WHAT IS ASKED:
Convert the listing below into a Markdown table with two columns, "No." and "Line text": number each line in order and omit blank lines and the pictures.

━━━

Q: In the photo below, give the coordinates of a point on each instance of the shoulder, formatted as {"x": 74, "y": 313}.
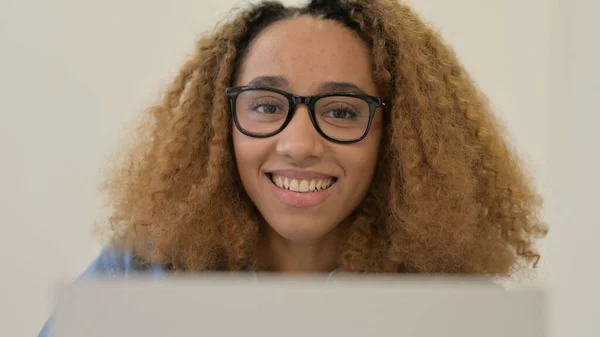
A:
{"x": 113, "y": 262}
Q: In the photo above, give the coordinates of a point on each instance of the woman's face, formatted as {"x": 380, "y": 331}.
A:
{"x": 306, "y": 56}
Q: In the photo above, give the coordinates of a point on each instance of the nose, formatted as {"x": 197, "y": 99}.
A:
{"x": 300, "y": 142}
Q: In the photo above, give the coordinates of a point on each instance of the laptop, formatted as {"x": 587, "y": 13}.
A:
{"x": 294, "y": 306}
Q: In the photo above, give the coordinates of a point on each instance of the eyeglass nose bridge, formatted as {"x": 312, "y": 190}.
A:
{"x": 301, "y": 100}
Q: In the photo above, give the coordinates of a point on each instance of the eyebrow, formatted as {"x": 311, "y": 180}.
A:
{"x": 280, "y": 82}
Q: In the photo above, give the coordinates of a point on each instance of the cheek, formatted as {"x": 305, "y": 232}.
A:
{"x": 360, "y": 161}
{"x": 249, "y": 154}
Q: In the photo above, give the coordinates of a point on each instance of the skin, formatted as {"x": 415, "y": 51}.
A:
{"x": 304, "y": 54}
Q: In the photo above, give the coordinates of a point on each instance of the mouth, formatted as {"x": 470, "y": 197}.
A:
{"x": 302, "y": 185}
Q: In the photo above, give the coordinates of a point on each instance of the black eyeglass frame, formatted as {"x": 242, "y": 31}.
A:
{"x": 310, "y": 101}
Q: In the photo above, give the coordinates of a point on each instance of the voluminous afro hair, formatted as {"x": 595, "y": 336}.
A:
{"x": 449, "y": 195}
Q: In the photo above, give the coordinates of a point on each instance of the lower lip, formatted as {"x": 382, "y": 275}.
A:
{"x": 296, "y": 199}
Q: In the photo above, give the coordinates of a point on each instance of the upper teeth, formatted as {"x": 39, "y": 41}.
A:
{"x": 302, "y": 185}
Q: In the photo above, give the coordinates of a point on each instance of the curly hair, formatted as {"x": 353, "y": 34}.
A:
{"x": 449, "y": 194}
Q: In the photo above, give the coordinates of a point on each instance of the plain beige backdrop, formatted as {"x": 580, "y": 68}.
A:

━━━

TASK RESULT:
| No. | Line text |
|---|---|
| 1 | Q: In the photo below, give the coordinates of a point on each instance of the shoulder, formatted as {"x": 74, "y": 313}. |
| 2 | A: |
| 3 | {"x": 113, "y": 262} |
| 4 | Q: In the photo above, give the coordinates of a point on each instance of the woman's face, formatted as {"x": 380, "y": 331}. |
| 5 | A: |
| 6 | {"x": 306, "y": 56} |
| 7 | Q: In the photo above, give the coordinates of a point on each instance of the nose, formatted as {"x": 197, "y": 99}. |
| 8 | A: |
| 9 | {"x": 300, "y": 142} |
| 10 | Q: In the photo above, give the coordinates of a point on each instance of the laptop, formatted as {"x": 587, "y": 13}. |
| 11 | A: |
| 12 | {"x": 294, "y": 306} |
| 13 | Q: In the photo above, give the coordinates of a point on each instance of the eyeglass nose bridge, formatted as {"x": 312, "y": 190}. |
| 14 | A: |
| 15 | {"x": 301, "y": 100} |
| 16 | Q: In the photo above, give the coordinates of a point on each instance of the eyebrow, formatted as {"x": 311, "y": 180}. |
| 17 | A: |
| 18 | {"x": 280, "y": 82} |
| 19 | Q: In the photo above, give the coordinates of a point on each instance of the cheek, formatted as {"x": 305, "y": 232}. |
| 20 | A: |
| 21 | {"x": 360, "y": 161} |
| 22 | {"x": 249, "y": 154} |
| 23 | Q: In the photo above, give the coordinates of a point on each instance of the skin, formatted as {"x": 415, "y": 51}. |
| 24 | A: |
| 25 | {"x": 304, "y": 54} |
| 26 | Q: In the photo above, give the coordinates of a point on each instance of the mouth, formatted as {"x": 470, "y": 197}. |
| 27 | A: |
| 28 | {"x": 302, "y": 185} |
| 29 | Q: In the photo above, give the coordinates of a point on each instance of the black eyeglass frame, formatted as {"x": 242, "y": 31}. |
| 30 | A: |
| 31 | {"x": 310, "y": 101} |
| 32 | Q: In the photo above, give the coordinates of a point on each instance of the voluminous afro hair, formatted as {"x": 595, "y": 336}. |
| 33 | A: |
| 34 | {"x": 449, "y": 195} |
| 35 | Q: In the photo above, give the coordinates of a point on each instance of the lower lip, formatted as {"x": 382, "y": 275}. |
| 36 | A: |
| 37 | {"x": 296, "y": 199} |
| 38 | Q: In the photo above, give the coordinates of a point on each instance of the upper teeth, formatted as {"x": 39, "y": 41}. |
| 39 | A: |
| 40 | {"x": 302, "y": 185} |
| 41 | Q: In the photo above, give the coordinates of a point on each instance of the curly hair, formatted as {"x": 353, "y": 34}. |
| 42 | A: |
| 43 | {"x": 449, "y": 194} |
| 44 | Q: In the photo above, give the coordinates of a point on each instance of the plain beige backdrop, formatted as {"x": 580, "y": 68}. |
| 45 | A: |